= SOURCE =
══════════

Now the calendar is fixed and we know when all the two-day Roshei Chodesh are going to be because we can compute it. Before that, though, it depended on witnesses, right? The difference between Rosh Hashana and any other Rosh Chodesh is that finding out late doesn't cause you to violate commandments from Sinai. (At worst you miss rabbinic commandments, like the liturgical changes. Not that I'm sure the liturgy was fixed before the calendar-computation was.)
And actually, now that I've written this I find I'm a little confused about this computation. Normally, you get a two-day Rosh Chodesh following a 30-day month. A month must have 29 or 30 days; if it has 30 then Rosh Chodesh is day 30 and then day 1 of the next month. If the month has 29 days then Rosh Chodesh is one day, the first of the following month -- which "would" have been day 30 if the previous month had a day 30, so you can get most of the way through a day that's either RCh or RCh 1 without an answer.
Ok -- but that doesn't happen for Elul/Tishrei. Elul has 29 days and then Rosh Hashana is days 1 and 2 of Tishrei. Why? Shouldn't a two-day Rosh Hashana, in its guise as Rosh Chodesh Tishrei, fall on Elul 30 and Tishrei 1? Why is Elul mandated to be 29 days so "30 and 1" become "1 and 2"?

══════════

= MATERIAL =
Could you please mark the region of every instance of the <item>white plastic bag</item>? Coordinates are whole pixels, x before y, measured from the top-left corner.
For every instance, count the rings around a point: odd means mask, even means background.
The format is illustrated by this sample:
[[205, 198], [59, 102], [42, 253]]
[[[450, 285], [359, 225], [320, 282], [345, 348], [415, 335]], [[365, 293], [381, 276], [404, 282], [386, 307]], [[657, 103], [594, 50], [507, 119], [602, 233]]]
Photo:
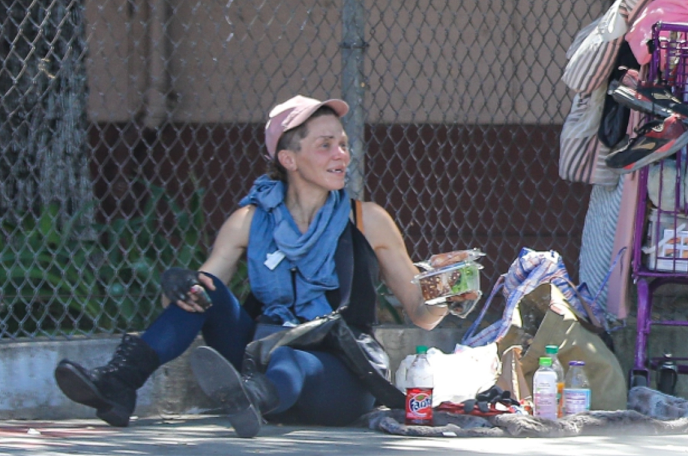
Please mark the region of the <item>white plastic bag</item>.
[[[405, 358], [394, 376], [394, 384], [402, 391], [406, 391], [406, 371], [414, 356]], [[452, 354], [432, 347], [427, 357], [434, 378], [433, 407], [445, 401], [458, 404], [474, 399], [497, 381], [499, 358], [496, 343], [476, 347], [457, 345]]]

══════════

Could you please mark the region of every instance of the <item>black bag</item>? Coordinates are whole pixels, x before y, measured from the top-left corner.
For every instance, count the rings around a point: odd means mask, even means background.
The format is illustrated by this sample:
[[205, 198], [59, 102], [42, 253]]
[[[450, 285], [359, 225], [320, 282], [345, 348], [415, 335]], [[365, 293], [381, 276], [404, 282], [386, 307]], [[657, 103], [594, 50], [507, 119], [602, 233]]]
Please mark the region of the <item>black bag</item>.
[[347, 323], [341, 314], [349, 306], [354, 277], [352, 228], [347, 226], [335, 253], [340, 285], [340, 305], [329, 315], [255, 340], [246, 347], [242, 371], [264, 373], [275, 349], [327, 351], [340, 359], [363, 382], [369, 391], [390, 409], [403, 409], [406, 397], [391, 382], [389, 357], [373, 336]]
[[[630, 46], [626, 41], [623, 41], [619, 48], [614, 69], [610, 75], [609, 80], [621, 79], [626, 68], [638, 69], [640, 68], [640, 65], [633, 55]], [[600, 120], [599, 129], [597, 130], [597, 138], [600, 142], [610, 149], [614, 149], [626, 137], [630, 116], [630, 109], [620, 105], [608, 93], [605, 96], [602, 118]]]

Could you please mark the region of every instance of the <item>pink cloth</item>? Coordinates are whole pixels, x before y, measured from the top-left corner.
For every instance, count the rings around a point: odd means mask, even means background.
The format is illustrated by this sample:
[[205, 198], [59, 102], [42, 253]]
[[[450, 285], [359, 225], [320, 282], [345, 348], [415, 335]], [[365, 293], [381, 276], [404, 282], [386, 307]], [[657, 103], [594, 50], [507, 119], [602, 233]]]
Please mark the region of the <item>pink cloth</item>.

══════════

= TASK STATEMENT =
Recast the paragraph of the calendar text that begins "And actually, now that I've written this" as a short bulleted list that keeps its main facts.

= TASK OUTPUT =
- The writer is a little confused about the calendar computation.
- A two-day Rosh Chodesh normally follows a 30-day month.
- A month must have 29 or 30 days.
- In a 30-day month, Rosh Chodesh is day 30 and then day 1 of the next month.
- In a 29-day month, Rosh Chodesh is one day, the first of the following month. That day would have been day 30 if the previous month had one, so most of a day can pass without knowing whether it is Rosh Chodesh or Rosh Chodesh 1.